> _What to do_
The first line of the entries below, the line containing "Need: a point on each instance of the window", and every line between them should be repeated exactly, and nothing else.

··········

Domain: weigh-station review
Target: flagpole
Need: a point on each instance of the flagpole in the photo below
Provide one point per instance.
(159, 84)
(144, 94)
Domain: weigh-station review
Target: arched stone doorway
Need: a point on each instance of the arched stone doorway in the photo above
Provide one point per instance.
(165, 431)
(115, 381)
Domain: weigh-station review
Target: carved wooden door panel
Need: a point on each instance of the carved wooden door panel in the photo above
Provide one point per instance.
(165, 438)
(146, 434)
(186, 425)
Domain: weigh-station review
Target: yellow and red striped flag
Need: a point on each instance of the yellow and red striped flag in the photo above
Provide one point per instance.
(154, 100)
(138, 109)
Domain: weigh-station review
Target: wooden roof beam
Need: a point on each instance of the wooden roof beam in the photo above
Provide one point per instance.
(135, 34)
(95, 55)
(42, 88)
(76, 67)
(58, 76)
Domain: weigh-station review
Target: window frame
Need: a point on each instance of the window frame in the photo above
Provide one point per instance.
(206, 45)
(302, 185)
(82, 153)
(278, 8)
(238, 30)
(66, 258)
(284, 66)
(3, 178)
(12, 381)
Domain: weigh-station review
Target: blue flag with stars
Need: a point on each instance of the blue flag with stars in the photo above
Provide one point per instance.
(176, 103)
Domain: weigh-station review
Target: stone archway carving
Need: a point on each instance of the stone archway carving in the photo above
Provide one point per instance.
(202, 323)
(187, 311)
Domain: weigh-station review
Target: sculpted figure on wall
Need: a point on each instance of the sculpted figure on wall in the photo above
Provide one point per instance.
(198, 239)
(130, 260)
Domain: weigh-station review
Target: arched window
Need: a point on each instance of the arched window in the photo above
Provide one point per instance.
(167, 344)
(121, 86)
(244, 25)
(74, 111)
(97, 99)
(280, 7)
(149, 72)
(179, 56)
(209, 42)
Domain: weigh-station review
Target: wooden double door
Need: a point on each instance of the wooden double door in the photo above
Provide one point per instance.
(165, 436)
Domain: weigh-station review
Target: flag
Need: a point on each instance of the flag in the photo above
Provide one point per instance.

··········

> _Solution_
Domain: weigh-station review
Target: flagpole
Need: a point on each instance of the flagpole in the photo below
Provide one point per instance.
(159, 84)
(144, 94)
Domain: weigh-station review
Target: arched stone doorway
Need: a point on each instance of the arched stone doorway in the photo above
Provide one point per instance.
(165, 431)
(115, 381)
Domain: weigh-station review
Target: carved wooden door panel
Need: a point on each instance of the carved wooden door panel in the photo above
Provide one point per instance.
(165, 438)
(146, 434)
(186, 425)
Domain: weigh-station review
Target: yellow and red striped flag
Need: a point on each instance of the yellow and red striped flag in the photo above
Provide one point per instance.
(154, 100)
(138, 109)
Domain: weigh-station review
Target: wooden roof beam
Need: a point on each instance of the wooden roof beam in the photo above
Provide one point per instance.
(135, 34)
(95, 55)
(42, 88)
(76, 67)
(58, 76)
Domain: weigh-station review
Target: window frame
Need: a point on each instance of the window frame in the photo above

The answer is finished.